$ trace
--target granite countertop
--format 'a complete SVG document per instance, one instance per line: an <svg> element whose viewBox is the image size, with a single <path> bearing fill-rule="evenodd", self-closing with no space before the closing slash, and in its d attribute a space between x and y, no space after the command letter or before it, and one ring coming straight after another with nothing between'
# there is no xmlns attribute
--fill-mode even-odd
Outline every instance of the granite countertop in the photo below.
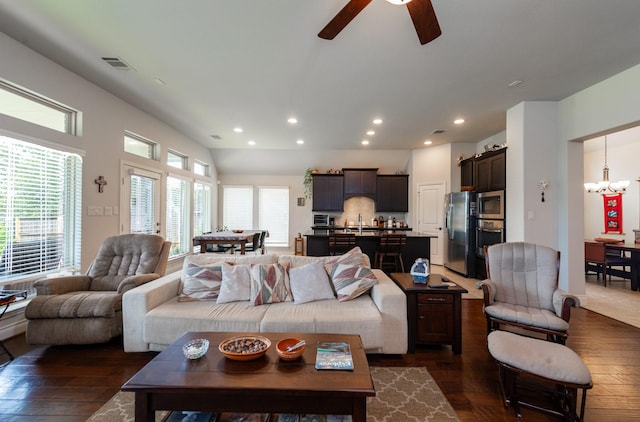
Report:
<svg viewBox="0 0 640 422"><path fill-rule="evenodd" d="M406 234L407 237L437 237L437 236L426 234L426 233L419 233L419 232L407 231L407 230L396 230L396 231L394 230L376 230L376 231L363 230L362 234L358 233L358 229L355 229L355 230L347 229L346 231L345 229L340 229L340 230L334 230L334 231L336 233L355 234L356 237L380 237L384 233L403 233L403 234ZM304 235L308 237L329 237L329 230L322 231L322 233L319 233L319 230L316 230L315 232L311 230L311 231L307 231Z"/></svg>

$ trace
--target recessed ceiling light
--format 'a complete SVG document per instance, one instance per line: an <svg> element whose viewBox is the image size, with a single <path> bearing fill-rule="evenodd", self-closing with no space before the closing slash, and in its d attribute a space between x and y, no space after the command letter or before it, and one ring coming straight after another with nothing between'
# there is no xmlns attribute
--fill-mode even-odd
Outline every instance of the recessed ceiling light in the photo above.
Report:
<svg viewBox="0 0 640 422"><path fill-rule="evenodd" d="M520 85L522 82L523 82L523 81L515 80L515 81L513 81L513 82L511 82L511 83L509 84L509 88L513 88L514 86L518 86L518 85Z"/></svg>
<svg viewBox="0 0 640 422"><path fill-rule="evenodd" d="M381 125L382 124L382 119L373 119L373 124L374 125Z"/></svg>
<svg viewBox="0 0 640 422"><path fill-rule="evenodd" d="M304 140L303 140L303 139L298 139L298 140L296 141L296 144L298 144L298 145L302 145L302 144L304 144Z"/></svg>
<svg viewBox="0 0 640 422"><path fill-rule="evenodd" d="M455 124L457 124L457 125L461 125L461 124L463 124L463 123L464 123L464 119L460 119L460 118L455 119L455 120L453 121L453 123L455 123Z"/></svg>
<svg viewBox="0 0 640 422"><path fill-rule="evenodd" d="M428 140L428 139L427 139L426 141L424 141L424 144L425 144L425 145L431 145L432 143L433 143L433 142L431 142L431 141L430 141L430 140Z"/></svg>
<svg viewBox="0 0 640 422"><path fill-rule="evenodd" d="M369 140L368 139L363 139L362 140L362 145L369 145Z"/></svg>
<svg viewBox="0 0 640 422"><path fill-rule="evenodd" d="M158 85L166 85L166 83L160 78L153 78L152 80Z"/></svg>
<svg viewBox="0 0 640 422"><path fill-rule="evenodd" d="M256 141L254 141L253 139L251 139L249 142L247 142L249 145L255 145Z"/></svg>
<svg viewBox="0 0 640 422"><path fill-rule="evenodd" d="M298 123L298 119L296 119L295 117L289 117L287 119L287 122L291 123L292 125L295 125L296 123Z"/></svg>
<svg viewBox="0 0 640 422"><path fill-rule="evenodd" d="M242 128L241 128L241 127L234 127L234 128L233 128L233 131L234 131L235 133L242 133Z"/></svg>
<svg viewBox="0 0 640 422"><path fill-rule="evenodd" d="M376 134L376 131L375 131L375 130L368 130L368 131L367 131L367 135L369 135L369 136L373 136L373 135L375 135L375 134Z"/></svg>

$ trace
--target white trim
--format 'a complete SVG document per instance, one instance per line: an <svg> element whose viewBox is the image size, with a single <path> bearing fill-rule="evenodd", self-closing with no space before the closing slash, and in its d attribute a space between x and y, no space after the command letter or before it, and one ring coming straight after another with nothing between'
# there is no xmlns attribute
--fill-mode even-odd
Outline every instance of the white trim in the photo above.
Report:
<svg viewBox="0 0 640 422"><path fill-rule="evenodd" d="M51 141L45 141L44 139L34 138L33 136L25 135L19 132L12 132L10 130L6 130L2 128L0 128L0 136L7 136L9 138L13 138L18 141L30 142L30 143L39 145L41 147L51 148L51 149L55 149L61 152L66 152L69 154L77 154L83 158L87 155L87 152L83 149L74 148L74 147L58 144ZM69 136L73 136L73 135L69 135ZM74 136L74 138L77 139L76 136Z"/></svg>

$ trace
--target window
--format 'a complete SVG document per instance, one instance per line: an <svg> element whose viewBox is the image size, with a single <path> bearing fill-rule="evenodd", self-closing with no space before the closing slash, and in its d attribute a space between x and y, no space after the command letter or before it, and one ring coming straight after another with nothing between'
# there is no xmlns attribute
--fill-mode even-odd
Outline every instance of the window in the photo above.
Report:
<svg viewBox="0 0 640 422"><path fill-rule="evenodd" d="M260 187L259 228L268 230L265 244L271 246L289 246L289 188Z"/></svg>
<svg viewBox="0 0 640 422"><path fill-rule="evenodd" d="M191 250L189 201L189 182L175 176L167 177L166 239L171 242L170 257L185 254Z"/></svg>
<svg viewBox="0 0 640 422"><path fill-rule="evenodd" d="M209 166L204 164L198 160L193 162L193 172L198 176L208 176L209 175Z"/></svg>
<svg viewBox="0 0 640 422"><path fill-rule="evenodd" d="M222 187L222 225L229 229L253 228L253 187Z"/></svg>
<svg viewBox="0 0 640 422"><path fill-rule="evenodd" d="M195 182L193 184L193 234L211 231L211 186ZM198 246L198 250L200 247Z"/></svg>
<svg viewBox="0 0 640 422"><path fill-rule="evenodd" d="M0 113L75 135L78 113L61 104L0 81Z"/></svg>
<svg viewBox="0 0 640 422"><path fill-rule="evenodd" d="M167 153L167 165L177 169L187 169L187 157L175 151Z"/></svg>
<svg viewBox="0 0 640 422"><path fill-rule="evenodd" d="M122 203L129 204L129 221L122 233L160 233L160 173L123 165ZM128 226L127 226L128 223Z"/></svg>
<svg viewBox="0 0 640 422"><path fill-rule="evenodd" d="M158 145L133 133L124 134L124 150L130 154L155 160L157 157Z"/></svg>
<svg viewBox="0 0 640 422"><path fill-rule="evenodd" d="M0 284L79 268L82 158L0 135L0 162Z"/></svg>

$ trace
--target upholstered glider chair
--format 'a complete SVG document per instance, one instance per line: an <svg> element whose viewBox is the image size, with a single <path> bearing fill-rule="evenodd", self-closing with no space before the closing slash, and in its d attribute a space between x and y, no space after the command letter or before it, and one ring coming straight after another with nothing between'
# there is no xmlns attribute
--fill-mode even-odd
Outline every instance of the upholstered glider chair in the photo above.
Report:
<svg viewBox="0 0 640 422"><path fill-rule="evenodd" d="M122 295L164 275L170 248L161 236L112 236L85 275L37 280L25 309L27 342L106 343L121 335Z"/></svg>
<svg viewBox="0 0 640 422"><path fill-rule="evenodd" d="M560 252L524 242L486 249L487 280L481 282L487 331L517 327L564 344L577 297L558 288ZM533 335L535 337L535 335Z"/></svg>

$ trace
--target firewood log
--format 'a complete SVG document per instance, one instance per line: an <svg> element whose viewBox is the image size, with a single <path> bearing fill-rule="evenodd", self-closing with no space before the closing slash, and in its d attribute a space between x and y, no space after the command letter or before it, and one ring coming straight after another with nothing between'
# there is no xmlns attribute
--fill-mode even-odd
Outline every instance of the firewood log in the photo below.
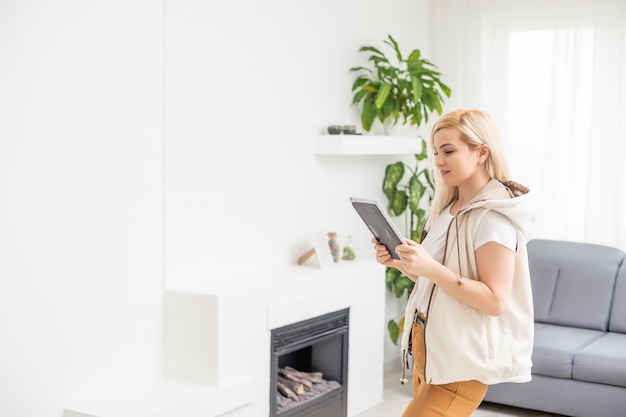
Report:
<svg viewBox="0 0 626 417"><path fill-rule="evenodd" d="M285 385L277 382L276 386L278 387L278 391L280 391L280 393L283 394L285 397L298 401L298 396L296 395L296 393L287 388Z"/></svg>
<svg viewBox="0 0 626 417"><path fill-rule="evenodd" d="M283 370L285 372L288 372L288 373L290 373L292 375L295 375L295 376L297 376L299 378L307 379L307 380L309 380L309 381L311 381L311 382L313 382L315 384L317 384L319 382L322 382L324 380L322 378L324 376L324 374L321 373L321 372L302 372L302 371L298 371L297 369L294 369L294 368L292 368L290 366L285 366L283 368Z"/></svg>
<svg viewBox="0 0 626 417"><path fill-rule="evenodd" d="M284 371L283 369L279 369L278 373L279 373L279 375L282 375L283 377L285 377L285 378L287 378L287 379L289 379L291 381L301 383L302 385L304 385L304 389L306 389L306 390L310 390L313 387L313 382L309 381L308 379L297 377L297 376L295 376L292 373Z"/></svg>
<svg viewBox="0 0 626 417"><path fill-rule="evenodd" d="M278 377L278 382L295 392L296 394L304 394L304 385L300 382L292 381L287 378Z"/></svg>

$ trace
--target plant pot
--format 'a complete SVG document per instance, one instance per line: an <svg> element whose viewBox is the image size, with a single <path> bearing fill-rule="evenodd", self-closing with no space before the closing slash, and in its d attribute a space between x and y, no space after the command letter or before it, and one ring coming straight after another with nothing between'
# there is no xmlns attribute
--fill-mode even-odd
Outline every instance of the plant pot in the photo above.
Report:
<svg viewBox="0 0 626 417"><path fill-rule="evenodd" d="M383 135L385 136L418 136L417 126L413 125L403 125L400 123L396 123L392 125L391 123L381 123Z"/></svg>

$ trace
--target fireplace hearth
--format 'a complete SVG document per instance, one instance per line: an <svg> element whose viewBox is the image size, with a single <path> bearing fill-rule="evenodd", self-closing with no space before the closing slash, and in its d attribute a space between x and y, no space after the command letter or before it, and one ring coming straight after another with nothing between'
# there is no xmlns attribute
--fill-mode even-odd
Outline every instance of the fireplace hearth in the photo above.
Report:
<svg viewBox="0 0 626 417"><path fill-rule="evenodd" d="M346 417L349 314L272 330L270 417Z"/></svg>

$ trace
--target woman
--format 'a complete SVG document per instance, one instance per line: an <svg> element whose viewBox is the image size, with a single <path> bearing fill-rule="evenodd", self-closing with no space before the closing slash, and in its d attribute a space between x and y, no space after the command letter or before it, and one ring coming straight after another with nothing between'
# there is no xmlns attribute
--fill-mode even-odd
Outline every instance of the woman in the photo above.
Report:
<svg viewBox="0 0 626 417"><path fill-rule="evenodd" d="M403 417L471 416L490 384L530 380L533 308L524 208L509 181L496 127L480 110L442 116L430 144L435 195L421 244L374 239L379 263L416 285L402 335L413 355L413 399Z"/></svg>

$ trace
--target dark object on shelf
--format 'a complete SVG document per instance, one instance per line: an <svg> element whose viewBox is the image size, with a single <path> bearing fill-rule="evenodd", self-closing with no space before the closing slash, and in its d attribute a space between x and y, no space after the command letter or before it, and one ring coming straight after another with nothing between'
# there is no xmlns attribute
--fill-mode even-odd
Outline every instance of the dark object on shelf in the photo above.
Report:
<svg viewBox="0 0 626 417"><path fill-rule="evenodd" d="M339 135L341 133L341 126L336 126L336 125L328 126L328 133L331 135Z"/></svg>
<svg viewBox="0 0 626 417"><path fill-rule="evenodd" d="M356 126L354 125L341 126L341 133L343 133L344 135L354 135L356 133Z"/></svg>

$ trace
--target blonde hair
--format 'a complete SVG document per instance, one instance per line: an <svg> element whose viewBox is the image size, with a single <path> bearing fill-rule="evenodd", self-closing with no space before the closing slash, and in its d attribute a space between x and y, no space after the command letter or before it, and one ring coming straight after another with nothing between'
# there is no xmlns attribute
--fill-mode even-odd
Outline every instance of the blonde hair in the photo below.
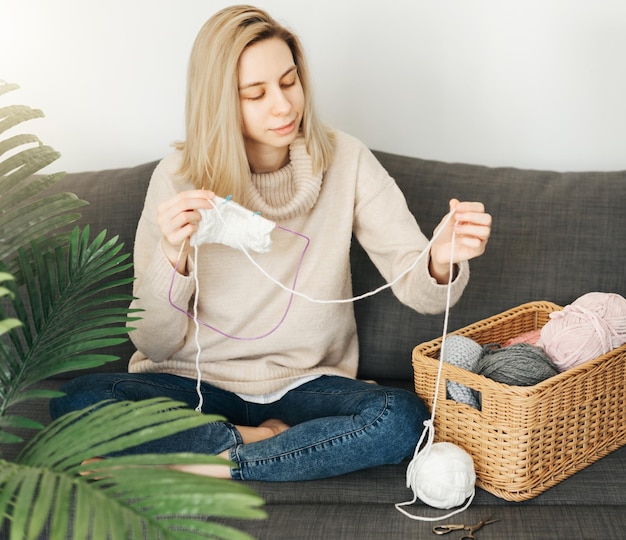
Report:
<svg viewBox="0 0 626 540"><path fill-rule="evenodd" d="M198 189L233 195L245 204L250 182L239 102L239 58L247 47L270 38L290 48L304 92L301 123L313 172L326 171L333 157L334 138L319 121L311 97L311 81L298 37L268 13L253 6L231 6L213 15L200 29L189 59L186 141L181 176Z"/></svg>

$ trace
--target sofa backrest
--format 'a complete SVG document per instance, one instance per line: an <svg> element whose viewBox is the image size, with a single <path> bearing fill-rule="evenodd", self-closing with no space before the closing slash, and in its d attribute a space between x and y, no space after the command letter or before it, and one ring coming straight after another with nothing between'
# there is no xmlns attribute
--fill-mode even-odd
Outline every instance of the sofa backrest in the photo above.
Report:
<svg viewBox="0 0 626 540"><path fill-rule="evenodd" d="M148 183L156 165L155 161L136 167L71 173L64 176L50 191L68 191L87 201L89 204L79 210L82 217L78 223L81 226L89 224L91 238L105 229L107 238L119 236L119 241L124 244L123 253L132 255L135 229L143 209ZM132 270L122 275L132 276ZM131 295L132 286L119 287L119 292ZM128 360L134 350L130 341L108 348L107 354L114 354L120 359L97 370L126 371ZM71 379L82 373L84 371L72 371L62 373L58 377Z"/></svg>
<svg viewBox="0 0 626 540"><path fill-rule="evenodd" d="M591 291L626 296L626 171L558 173L450 164L376 152L430 236L449 199L482 201L493 216L486 253L450 314L454 330L519 304L560 305ZM380 284L358 246L356 292ZM361 375L411 377L412 348L441 335L443 316L424 317L389 294L355 306Z"/></svg>
<svg viewBox="0 0 626 540"><path fill-rule="evenodd" d="M452 309L450 330L533 300L565 305L591 291L626 296L626 172L557 173L376 155L427 236L452 197L483 201L493 215L487 252L470 264L470 283ZM82 221L94 233L106 228L119 235L132 251L155 165L69 174L55 189L89 201ZM351 256L355 294L382 283L356 242ZM442 315L414 313L389 291L357 302L355 313L364 378L410 380L413 347L439 336L443 325ZM106 369L125 370L132 351L130 342L117 347L121 360Z"/></svg>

Instructions for the task:
Out of the data above, give again only the lines starting at the one holding "--target woman" and ending at the one holding "Outline every instance of the dark", unchanged.

Response area:
--target woman
--format 'a complete SVG document per instance, one instance per line: an <svg> element whose viewBox is the image size, with a single <path> bearing fill-rule="evenodd", self-closing with no space before the closing slash, and in its d attribute a space between x and y, no space after the command letter or before it, and one ring coming straight after another with nothing between'
# there is no xmlns attribute
--fill-mode even-odd
Outline every instance of the woman in the photo above.
Report:
<svg viewBox="0 0 626 417"><path fill-rule="evenodd" d="M403 417L471 416L490 384L530 380L533 308L524 208L509 181L496 127L480 110L442 116L430 144L435 195L421 244L374 239L379 263L416 285L402 335L413 355L413 399Z"/></svg>

$ trace
--target dark object on shelf
--format 'a complete SVG document per instance, one instance per line: an <svg> element whose viewBox is the image size, with a single <path> bearing fill-rule="evenodd", self-closing with no space before the closing slash, and in its d attribute a space between x and y, no space after the command letter or before it, and one ring coming straight after another with nothing between'
# there is no xmlns attribute
--fill-mode even-odd
Outline every instance of the dark object on shelf in the photo above.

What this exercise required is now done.